◆ **What to do**
Retype the following data exactly, but leave its pictures out.

++++ Materials provided

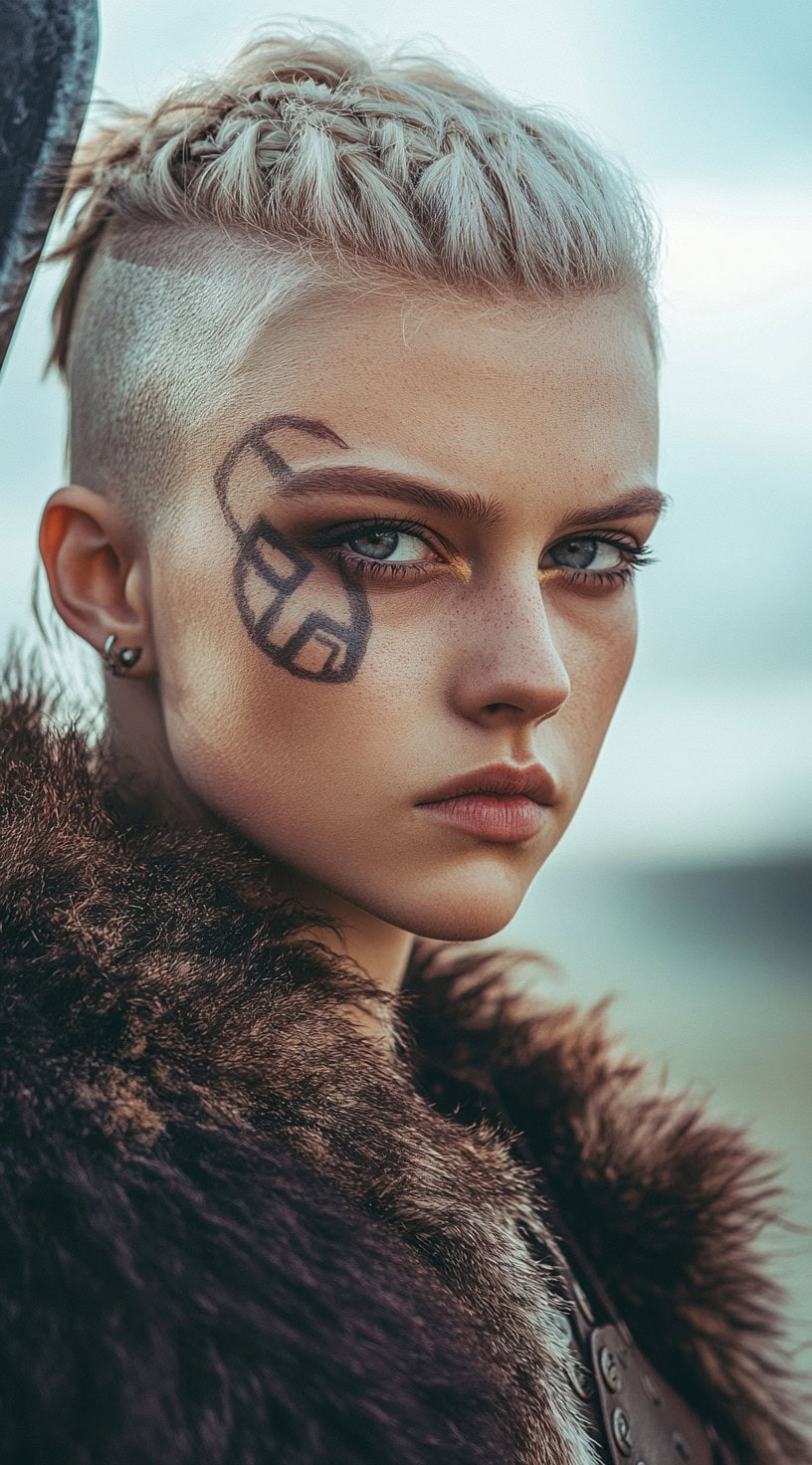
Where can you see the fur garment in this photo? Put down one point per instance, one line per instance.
(235, 1229)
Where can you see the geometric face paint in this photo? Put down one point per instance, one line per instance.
(282, 593)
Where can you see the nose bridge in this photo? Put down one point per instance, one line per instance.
(511, 658)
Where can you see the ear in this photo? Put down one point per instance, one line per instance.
(97, 571)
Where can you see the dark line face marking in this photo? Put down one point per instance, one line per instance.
(308, 641)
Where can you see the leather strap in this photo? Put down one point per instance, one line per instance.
(635, 1415)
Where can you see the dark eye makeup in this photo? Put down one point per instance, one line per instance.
(579, 560)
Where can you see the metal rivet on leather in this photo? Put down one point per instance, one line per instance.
(563, 1326)
(610, 1368)
(582, 1303)
(581, 1378)
(651, 1389)
(622, 1430)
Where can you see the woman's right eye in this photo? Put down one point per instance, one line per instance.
(384, 543)
(380, 548)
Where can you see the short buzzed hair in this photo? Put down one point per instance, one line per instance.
(313, 166)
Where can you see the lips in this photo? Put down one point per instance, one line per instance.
(501, 779)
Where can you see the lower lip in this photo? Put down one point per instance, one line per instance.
(503, 819)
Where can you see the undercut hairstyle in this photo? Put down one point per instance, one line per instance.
(309, 169)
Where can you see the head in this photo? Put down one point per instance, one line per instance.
(362, 369)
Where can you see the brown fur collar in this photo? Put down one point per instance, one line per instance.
(172, 987)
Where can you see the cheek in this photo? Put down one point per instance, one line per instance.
(598, 654)
(258, 743)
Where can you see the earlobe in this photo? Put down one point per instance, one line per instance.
(93, 558)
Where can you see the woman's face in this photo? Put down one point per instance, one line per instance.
(405, 552)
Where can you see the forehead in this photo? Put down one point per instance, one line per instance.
(464, 390)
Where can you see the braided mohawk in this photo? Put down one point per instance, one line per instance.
(330, 163)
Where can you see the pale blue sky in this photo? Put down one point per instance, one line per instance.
(711, 735)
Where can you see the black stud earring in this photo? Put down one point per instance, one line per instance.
(117, 663)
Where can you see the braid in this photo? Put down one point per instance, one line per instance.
(405, 164)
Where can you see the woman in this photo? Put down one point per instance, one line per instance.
(362, 371)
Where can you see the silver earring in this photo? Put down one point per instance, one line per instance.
(119, 663)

++++++++

◆ **Exercise answer**
Where can you see the fur garment in this photo? Put down one point per instance, one line per instance.
(235, 1229)
Where can you see the geometric face paint in this photo? Put down one point per instance, one line per instance.
(282, 593)
Where can you see the nose bridge in this photo? Put down one point per instance, one line per instance.
(511, 658)
Where can you see the ear in this photo? Put down one point per instance, one line per instance.
(97, 571)
Where can you see the dark line face marking in this photo? Put down one point per instance, one line per instance.
(308, 641)
Where can you see the leather strap in this photo? Put down one point per instance, one line per instance.
(635, 1415)
Where can you see the dark eye makeup in this photo? Put down one point per instance, one line per instance.
(579, 560)
Where can you see the metal rivet on leather in this photo? Put down one point per instance, one line per instance.
(563, 1326)
(610, 1368)
(582, 1303)
(581, 1378)
(651, 1389)
(622, 1430)
Where can you see the woman's right eye in this photo? Put down one point per instance, one line per instance.
(384, 543)
(380, 548)
Where can you see the short buzzed hair in this photo? Put down one point per instance, one line per instance.
(313, 166)
Where can you see the lips in this photo? Put down one point per instance, one line per instance.
(501, 779)
Where can you see the lower lip in this photo? Put down one point per instance, one line per instance.
(503, 819)
Where can you see the undercut hairstyle in this photo? Put down one point per instance, one line per instance.
(309, 169)
Where can you see the head in this photo? Put down one point per instance, one line per instance.
(362, 369)
Where can you see the brown fur collar in this photo? Put down one point per instance, one line per instance.
(172, 987)
Where can you see the cheek in this photo? Put down one point per instance, one line per instance.
(598, 654)
(258, 743)
Where can you see the earlobe in this photo? Put down one point per instance, one line per instance.
(93, 558)
Where can you see the woman's face in this photo? Put down one point per instance, one line per instance.
(405, 552)
Where can you see the forehead in this photo? Put down one point per instance, one line per instance.
(464, 390)
Where can you see the braided mohawk in this photo? Put down one point per instance, one line per instance.
(330, 163)
Where can you see the pale blue sky in this photo? Put down one point per instance, one line per instance.
(711, 735)
Where can you see the black stud earring in this photo? Put down one point per instance, one line per instance.
(117, 663)
Where can you see the braid in this photo? Put down one point per instance, one line per instance.
(405, 164)
Where can you see the woman in this photo? Put down one point per instance, one line per instance.
(362, 371)
Where can you see the silver earring in this photo? Put down one point per instance, one line per instance.
(119, 663)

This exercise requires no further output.